══ Data entries ══
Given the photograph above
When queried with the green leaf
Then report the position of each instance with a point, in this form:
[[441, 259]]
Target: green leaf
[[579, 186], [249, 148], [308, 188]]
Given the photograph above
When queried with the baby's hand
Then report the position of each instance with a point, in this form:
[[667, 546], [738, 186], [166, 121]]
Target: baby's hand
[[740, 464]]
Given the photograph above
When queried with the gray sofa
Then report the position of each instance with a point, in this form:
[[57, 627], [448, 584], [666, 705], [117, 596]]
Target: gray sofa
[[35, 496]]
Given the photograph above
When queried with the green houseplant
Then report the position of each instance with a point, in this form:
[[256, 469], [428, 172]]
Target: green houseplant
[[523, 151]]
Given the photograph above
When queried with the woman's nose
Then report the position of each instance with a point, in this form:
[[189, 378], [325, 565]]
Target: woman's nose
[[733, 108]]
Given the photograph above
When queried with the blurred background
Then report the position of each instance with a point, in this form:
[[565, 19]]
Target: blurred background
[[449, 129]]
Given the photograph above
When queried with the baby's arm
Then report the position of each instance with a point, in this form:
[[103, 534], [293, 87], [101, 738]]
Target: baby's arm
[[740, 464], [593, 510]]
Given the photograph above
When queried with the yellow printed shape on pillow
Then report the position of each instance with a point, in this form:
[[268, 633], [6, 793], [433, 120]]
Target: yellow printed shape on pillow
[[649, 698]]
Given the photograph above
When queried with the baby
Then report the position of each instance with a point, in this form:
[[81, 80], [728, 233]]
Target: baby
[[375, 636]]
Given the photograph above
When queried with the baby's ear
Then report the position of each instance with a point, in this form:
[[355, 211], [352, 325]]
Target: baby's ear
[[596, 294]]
═══
══ Data entries ══
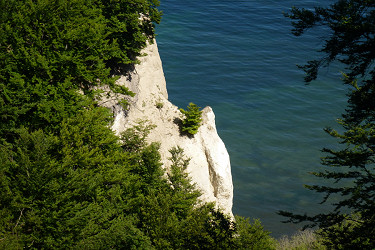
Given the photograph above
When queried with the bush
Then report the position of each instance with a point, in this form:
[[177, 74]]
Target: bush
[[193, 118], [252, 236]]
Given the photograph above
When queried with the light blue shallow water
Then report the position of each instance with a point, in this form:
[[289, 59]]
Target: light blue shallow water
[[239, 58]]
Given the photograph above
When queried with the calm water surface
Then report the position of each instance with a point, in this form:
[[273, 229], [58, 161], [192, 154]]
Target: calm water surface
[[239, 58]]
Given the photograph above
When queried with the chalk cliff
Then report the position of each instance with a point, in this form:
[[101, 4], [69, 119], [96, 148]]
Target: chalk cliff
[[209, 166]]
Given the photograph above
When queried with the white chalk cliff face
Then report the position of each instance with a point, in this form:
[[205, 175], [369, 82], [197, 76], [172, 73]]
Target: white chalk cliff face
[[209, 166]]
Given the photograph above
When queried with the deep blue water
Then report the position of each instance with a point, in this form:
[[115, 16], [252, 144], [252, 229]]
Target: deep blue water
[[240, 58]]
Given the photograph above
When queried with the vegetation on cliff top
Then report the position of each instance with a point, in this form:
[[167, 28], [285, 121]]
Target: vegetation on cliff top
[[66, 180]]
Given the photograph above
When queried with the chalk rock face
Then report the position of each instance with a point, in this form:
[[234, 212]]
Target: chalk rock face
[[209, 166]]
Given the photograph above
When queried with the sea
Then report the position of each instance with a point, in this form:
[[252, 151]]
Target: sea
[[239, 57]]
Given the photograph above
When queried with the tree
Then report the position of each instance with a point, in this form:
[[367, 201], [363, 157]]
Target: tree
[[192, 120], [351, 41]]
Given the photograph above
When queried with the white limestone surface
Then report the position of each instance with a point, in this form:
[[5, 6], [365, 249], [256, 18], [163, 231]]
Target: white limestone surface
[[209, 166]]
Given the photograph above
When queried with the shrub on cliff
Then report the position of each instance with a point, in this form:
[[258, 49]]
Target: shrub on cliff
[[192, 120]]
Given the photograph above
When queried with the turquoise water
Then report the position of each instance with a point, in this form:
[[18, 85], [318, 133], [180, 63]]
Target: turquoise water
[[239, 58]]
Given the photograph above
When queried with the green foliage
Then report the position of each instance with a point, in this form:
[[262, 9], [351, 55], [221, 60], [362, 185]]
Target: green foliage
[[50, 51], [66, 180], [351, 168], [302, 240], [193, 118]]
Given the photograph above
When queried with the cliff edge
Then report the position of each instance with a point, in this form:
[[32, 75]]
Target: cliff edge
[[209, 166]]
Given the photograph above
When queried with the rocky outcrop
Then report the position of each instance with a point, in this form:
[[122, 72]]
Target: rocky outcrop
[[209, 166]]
═══
══ Data entries ══
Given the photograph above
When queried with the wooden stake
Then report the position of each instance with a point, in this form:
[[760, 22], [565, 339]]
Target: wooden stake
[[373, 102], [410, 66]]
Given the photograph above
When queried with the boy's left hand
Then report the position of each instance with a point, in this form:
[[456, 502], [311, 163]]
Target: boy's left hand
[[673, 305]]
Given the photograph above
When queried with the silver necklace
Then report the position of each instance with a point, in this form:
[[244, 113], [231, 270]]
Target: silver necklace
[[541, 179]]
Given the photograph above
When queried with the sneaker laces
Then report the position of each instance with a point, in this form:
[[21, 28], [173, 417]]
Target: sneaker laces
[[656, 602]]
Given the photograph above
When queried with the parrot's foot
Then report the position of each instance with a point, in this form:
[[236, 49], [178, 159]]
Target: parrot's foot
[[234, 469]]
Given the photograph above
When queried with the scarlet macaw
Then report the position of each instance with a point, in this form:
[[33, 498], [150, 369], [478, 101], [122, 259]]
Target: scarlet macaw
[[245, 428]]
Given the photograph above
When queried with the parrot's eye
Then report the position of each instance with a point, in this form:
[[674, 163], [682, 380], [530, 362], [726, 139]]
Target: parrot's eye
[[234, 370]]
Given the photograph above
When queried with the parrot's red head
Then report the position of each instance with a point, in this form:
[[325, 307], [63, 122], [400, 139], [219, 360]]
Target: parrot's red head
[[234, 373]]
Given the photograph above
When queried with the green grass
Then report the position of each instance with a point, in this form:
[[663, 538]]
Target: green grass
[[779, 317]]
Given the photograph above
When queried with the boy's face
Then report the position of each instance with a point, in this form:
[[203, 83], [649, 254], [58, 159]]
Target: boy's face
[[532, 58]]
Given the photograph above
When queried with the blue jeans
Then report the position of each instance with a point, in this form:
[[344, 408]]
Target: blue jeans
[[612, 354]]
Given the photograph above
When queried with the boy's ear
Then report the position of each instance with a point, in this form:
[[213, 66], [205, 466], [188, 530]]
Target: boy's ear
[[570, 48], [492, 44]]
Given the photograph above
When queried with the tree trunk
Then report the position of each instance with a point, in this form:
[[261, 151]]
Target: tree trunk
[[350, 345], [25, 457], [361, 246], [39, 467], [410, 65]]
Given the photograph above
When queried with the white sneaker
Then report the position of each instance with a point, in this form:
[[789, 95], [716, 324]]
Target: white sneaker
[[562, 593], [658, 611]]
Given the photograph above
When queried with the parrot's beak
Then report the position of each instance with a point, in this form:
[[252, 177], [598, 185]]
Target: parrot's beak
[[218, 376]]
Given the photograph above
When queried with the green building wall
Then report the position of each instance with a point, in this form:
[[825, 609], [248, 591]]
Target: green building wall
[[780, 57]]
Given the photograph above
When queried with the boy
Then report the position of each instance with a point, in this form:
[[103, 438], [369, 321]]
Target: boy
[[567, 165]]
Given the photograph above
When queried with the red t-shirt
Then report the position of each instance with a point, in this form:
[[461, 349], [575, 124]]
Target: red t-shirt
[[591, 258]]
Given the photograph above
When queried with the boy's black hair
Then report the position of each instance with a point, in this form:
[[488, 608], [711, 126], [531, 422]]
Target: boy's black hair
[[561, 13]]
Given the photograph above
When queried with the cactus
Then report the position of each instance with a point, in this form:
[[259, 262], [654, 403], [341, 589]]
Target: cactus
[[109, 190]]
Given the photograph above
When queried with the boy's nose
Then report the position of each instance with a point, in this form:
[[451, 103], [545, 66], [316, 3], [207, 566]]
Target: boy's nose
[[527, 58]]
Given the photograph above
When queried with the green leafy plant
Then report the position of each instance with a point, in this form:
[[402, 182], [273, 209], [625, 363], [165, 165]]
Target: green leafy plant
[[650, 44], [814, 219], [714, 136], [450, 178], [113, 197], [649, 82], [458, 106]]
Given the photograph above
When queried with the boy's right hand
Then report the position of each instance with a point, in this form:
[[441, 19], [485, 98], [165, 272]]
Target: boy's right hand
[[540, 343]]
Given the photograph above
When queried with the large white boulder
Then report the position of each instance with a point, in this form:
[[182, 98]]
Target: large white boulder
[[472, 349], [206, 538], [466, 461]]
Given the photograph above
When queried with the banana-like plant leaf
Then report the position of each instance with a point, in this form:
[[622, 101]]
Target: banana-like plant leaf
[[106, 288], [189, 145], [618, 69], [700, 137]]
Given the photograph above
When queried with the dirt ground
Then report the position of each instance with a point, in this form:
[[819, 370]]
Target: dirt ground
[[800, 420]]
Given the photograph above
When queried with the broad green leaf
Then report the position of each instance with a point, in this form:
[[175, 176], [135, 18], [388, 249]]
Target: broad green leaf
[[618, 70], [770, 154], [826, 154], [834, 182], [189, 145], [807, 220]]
═══
What you have to do: Locate each line in the records that contains the string "light" and copy those lines out in full. Treat uppercase and lowercase as different.

Result of the task:
When queried with the light blue shallow water
Target: light blue shallow water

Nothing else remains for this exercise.